--- PROVIDED DATA ---
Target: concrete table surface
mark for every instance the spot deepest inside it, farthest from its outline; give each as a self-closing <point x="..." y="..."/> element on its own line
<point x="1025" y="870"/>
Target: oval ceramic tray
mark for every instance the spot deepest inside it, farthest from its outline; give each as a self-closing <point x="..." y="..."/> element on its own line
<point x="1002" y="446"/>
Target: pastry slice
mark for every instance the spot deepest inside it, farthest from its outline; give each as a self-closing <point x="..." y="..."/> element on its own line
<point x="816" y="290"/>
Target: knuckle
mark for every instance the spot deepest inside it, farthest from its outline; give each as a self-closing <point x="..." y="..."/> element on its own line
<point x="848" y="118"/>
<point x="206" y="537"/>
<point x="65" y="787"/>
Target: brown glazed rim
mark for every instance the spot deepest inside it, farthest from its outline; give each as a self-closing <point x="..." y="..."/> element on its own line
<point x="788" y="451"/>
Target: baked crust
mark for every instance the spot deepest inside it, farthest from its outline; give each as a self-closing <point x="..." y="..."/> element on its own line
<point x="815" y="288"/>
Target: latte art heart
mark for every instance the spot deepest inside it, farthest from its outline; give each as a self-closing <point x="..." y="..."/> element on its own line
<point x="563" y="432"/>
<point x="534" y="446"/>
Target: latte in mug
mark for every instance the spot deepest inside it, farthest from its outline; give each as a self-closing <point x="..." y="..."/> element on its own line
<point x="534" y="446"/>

--- WORK ORDER ---
Work out the number of lines above that include the string "Target" and write only that number.

--- EXPECTED ANSWER ---
8